> TEXTAUSZUG

Schulausflug von Donaueschingen nach Freiburg: Fehlanzeige. "Jüngster Aufreger: Man darf auf dieser Strecke keine Schulklassen mehr anmelden", schreibt der SPD-Kreisverband Breisgau-Hochschwarzwald im Dezember auf seiner Website. Gemeint ist die Breisgau-S-Bahn, genauer gesagt die Ost-West-Linie, die sogenannte Höllentalbahn. Seit mehr als einem halben Jahr sind die Züge dort restlos überfüllt, fallen immer wieder aus oder halten nicht an allen Bahnhöfen.

Auch im Online-Bürgerdialog des Verkehrsministeriums zur Qualität des Zugverkehrs am 6. Februar kommen die Probleme sogleich zur Sprache. Rund 70 Bürger:innen nehmen teil, den Wortmeldungen nach zu urteilen vor allem solche, die sich bereits zusammengetan haben, um gegen die anhaltenden Missstände anzugehen. Eltern und Lehrer:innen im Filstal zum Beispiel, wo ähnlich wie an der Breisgau-S-Bahn zeitweise kein regulärer Unterricht stattfinden konnte, weil der Schüler:innentransport nicht funktionierte.

"Wir leiden unter den Folgen der Bahnreform", konstatiert Matthias Lieb wenige Tage nach dem Bürgerdialog. Seit Oktober ist er Qualitätsanwalt der Nahverkehrsgesellschaft Baden-Württemberg (NVBW), die seit 1996 den Schienenverkehr des Landes dirigiert. Anwalt der Fahrgäste ist Lieb eigentlich schon viel länger: Zwanzig Jahre lang war er Landesvorsitzender des Verkehrsclub Deutschland (VCD).

Höhere Strafen für Verspätungen und Ausfälle

Vor dreißig Jahren wurde die damalige Deutsche Bundesbahn privatisiert. Seitdem wurden Strecken stillgelegt, Schienenareale verkauft, Personal reduziert, und die unzureichend gewartete Infrastruktur führt immer wieder zu Ausfällen und Behinderungen. "Schauen Sie sich doch mal die Signale und Stellwerke an", sagt Lieb, "die sind so alt, die hätten schon vor dreißig Jahren erneuert werden müssen." Die Kapazität, die der Tiefbahnhof Stuttgart 21 haben sollte, wurde damals ermittelt. Doch inzwischen haben sich die Fahrgastzahlen verdreifacht.

> AUFGABE UND ANFORDERUNGEN
Wie geht der Bericht über die Missstände bei der Breisgau-S-Bahn weiter? Führe ihn im Anschluss an seinen letzten Satz fort.

> DATENZEILEN
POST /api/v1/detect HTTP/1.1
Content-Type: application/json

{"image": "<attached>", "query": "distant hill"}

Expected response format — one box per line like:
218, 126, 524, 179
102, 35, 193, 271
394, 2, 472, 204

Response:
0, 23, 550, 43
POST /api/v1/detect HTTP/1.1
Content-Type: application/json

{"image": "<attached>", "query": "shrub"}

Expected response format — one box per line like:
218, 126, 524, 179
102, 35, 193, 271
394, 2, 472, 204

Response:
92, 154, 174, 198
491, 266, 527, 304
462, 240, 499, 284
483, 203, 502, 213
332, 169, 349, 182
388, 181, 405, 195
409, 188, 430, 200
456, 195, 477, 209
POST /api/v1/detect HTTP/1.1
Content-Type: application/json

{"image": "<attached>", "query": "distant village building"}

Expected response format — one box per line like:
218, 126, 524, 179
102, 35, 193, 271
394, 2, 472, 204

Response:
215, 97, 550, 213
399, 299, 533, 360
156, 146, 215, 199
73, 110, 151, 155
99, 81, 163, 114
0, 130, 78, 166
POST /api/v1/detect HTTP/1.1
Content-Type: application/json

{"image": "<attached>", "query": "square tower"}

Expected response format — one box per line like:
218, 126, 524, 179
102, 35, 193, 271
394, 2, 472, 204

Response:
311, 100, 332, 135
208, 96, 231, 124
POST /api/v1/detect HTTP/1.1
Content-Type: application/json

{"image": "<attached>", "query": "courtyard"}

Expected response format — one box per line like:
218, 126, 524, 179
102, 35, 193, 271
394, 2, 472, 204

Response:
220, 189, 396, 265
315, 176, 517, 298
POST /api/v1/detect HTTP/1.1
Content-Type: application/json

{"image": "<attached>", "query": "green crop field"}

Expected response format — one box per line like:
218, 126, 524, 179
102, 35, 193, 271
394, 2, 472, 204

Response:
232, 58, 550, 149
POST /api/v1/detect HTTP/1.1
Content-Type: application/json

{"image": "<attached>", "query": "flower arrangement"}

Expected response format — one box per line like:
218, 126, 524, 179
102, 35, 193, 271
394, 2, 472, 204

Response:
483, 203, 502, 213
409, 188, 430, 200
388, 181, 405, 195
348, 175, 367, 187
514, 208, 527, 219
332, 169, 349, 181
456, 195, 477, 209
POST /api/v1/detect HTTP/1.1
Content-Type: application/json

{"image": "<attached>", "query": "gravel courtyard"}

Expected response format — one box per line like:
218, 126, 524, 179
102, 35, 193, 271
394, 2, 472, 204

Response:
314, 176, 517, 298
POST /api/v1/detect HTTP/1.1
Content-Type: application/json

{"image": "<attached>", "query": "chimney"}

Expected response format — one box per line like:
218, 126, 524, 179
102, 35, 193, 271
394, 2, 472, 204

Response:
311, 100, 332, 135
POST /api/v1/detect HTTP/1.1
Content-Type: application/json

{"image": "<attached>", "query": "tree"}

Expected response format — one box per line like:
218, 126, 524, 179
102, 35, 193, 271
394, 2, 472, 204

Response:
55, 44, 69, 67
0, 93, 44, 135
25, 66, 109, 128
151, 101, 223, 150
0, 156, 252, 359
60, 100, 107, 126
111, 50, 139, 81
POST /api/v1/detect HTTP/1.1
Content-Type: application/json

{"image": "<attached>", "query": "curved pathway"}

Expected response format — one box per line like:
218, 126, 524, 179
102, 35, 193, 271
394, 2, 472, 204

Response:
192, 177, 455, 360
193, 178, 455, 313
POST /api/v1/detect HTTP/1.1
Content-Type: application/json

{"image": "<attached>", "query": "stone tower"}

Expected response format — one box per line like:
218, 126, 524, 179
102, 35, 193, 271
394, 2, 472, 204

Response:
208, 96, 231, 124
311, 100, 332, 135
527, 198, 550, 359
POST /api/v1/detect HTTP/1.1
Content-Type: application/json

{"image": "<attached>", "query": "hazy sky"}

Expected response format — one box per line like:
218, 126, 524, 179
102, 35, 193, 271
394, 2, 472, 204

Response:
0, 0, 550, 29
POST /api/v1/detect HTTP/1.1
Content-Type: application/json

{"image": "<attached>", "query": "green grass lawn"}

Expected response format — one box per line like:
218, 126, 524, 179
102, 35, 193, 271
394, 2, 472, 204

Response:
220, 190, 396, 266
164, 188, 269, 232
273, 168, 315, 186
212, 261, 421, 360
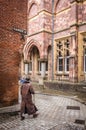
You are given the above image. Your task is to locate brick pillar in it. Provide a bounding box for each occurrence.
[69,35,78,82]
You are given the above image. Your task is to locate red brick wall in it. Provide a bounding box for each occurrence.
[0,0,27,107]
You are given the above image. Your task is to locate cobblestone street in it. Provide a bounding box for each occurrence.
[0,94,86,130]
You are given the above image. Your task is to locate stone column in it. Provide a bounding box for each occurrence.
[25,63,28,75]
[41,62,46,78]
[39,62,46,85]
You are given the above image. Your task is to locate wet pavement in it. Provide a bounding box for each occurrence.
[0,94,86,130]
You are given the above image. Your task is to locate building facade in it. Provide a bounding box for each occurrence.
[21,0,86,83]
[0,0,27,107]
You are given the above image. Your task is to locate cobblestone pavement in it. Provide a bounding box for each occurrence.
[0,94,86,130]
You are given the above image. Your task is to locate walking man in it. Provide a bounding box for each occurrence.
[21,78,38,120]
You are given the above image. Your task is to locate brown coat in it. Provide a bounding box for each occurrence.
[21,83,37,115]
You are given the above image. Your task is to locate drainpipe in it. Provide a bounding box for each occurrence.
[52,0,54,80]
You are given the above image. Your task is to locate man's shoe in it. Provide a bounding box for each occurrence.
[33,113,38,118]
[21,116,25,121]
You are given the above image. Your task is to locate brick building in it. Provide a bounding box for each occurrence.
[0,0,27,107]
[22,0,86,83]
[0,0,86,105]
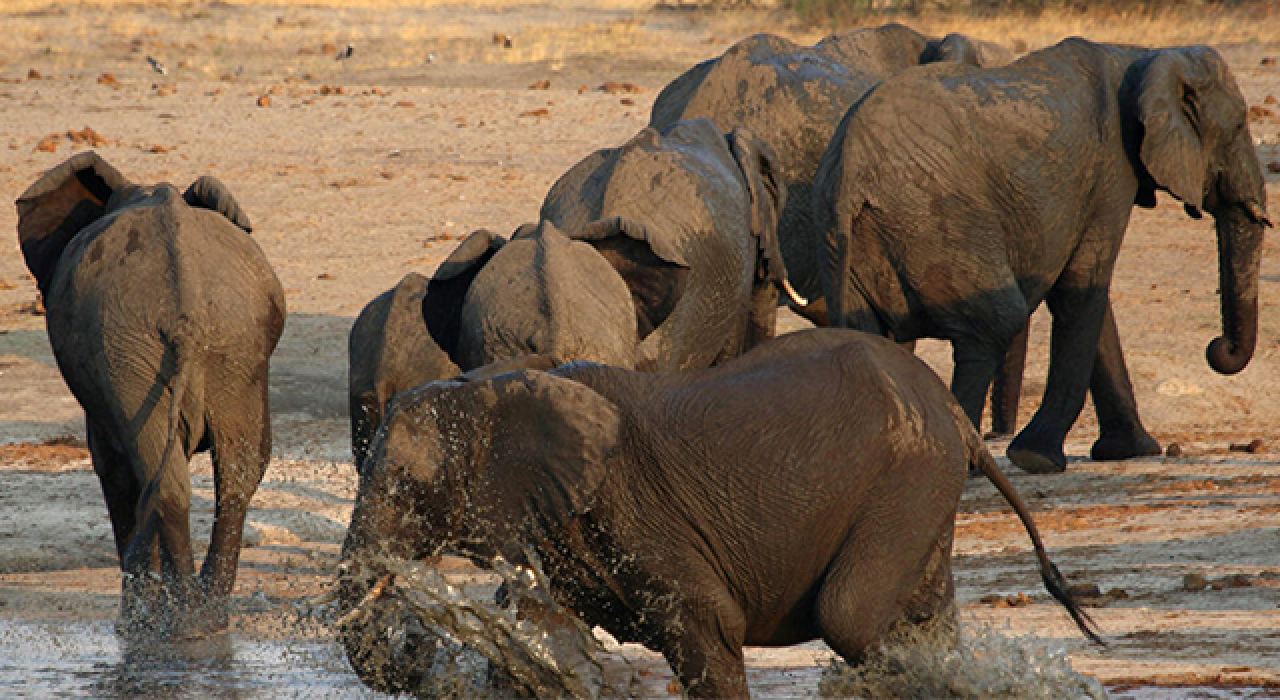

> ENDERGEBNIS
Verkehrsminister Winfried Hermann (Grüne) hat im September 2023 eine Qualitätsoffensive angekündigt und den "Aktionsplan Qualität im Schienenpersonennahverkehr" gestartet. Unter anderem drohen für Verspätungen und Ausfälle, die Bahnbetreiber selbst zu verantworten haben, höhere Strafzahlungen. Pünktlicher und zuverlässiger soll das Bahnfahren werden, besser die Fahrgastinformation, robuster die Infrastruktur und die Fahrzeuge, die Wagen und Bahnhöfe sauberer und besser gewartet. Für all das braucht es auch mehr Personal – dabei will das Land den Verkehrsunternehmen helfen.

Seit zwei Jahren kümmert sich die DB Netz AG, die sich neuerdings DB InfraGO nennt, nicht mehr um die Anschlusssicherung. Das soll nun im Südwesten die NVBW übernehmen. Doch so einfach ist das nicht: Zwar ist ausgearbeitet, wo Züge auf andere warten können, erklärt Lieb. Doch die Informationen müssen zwischen den Bahnunternehmen weitergereicht werden – und zwar automatisch –, sonst treffen an der Leitstelle zu bestimmten Zeiten zu viele Anrufe ein. Das muss wiederum programmiert werden. Im Moment läuft die Ausschreibung.

Keine Züge wegen überlasteter Werkstätten

Seit den frühen 1990er-Jahren hat sich nicht nur die Fahrgastzahl verdreifacht, sondern auch das Angebot im Schienen-Regionalverkehr verdoppelt, so umriss Markus Gericke beim Bürgerdialog einleitend die Lage. Gericke ist Leiter des Referats Schienenpersonenverkehr im Verkehrsministerium.

Müsste bei steigender Nachfrage nicht auch das Schienennetz ausgebaut werden? Lieb antwortet mit einem klaren Jein. Einerseits gibt es jede Menge Engpässe: eingleisige Abschnitte und fehlende Ausweichgleise. Der Ausbau der hoffnungslos überbelegten Rheintalbahn zwischen Karlsruhe und Basel ist immer noch nicht in Sicht: 1987 begonnen, soll sie nun 2040 fertig werden. Häufig sind es Fernverkehrszüge, die den Regionalverkehr behindern. Jeder dritte Fernzug ist unpünktlich, im Regionalverkehr nur jeder zehnte – nach den Kriterien der Bahn, die erst bei sechs Minuten Verspätung zu zählen anfängt.

Andererseits lässt sich auch im bestehenden Netz etwas verbessern. Lieb erläutert das am Beispiel der Filstalbahn zwischen Ulm und Stuttgart: Früher verkehrte dort der Regionalexpress nach Friedrichshafen in einem engen Intervall zwischen einem Intercity und einem ICE. Seit die Abfahrtzeit um eine halbe Stunde verschoben wurde, ist er wieder pünktlicher. Schulen und Elternvertreter:innen können aufatmen, auch wenn dafür der eine oder andere Anschluss in Ulm nicht erreicht wird.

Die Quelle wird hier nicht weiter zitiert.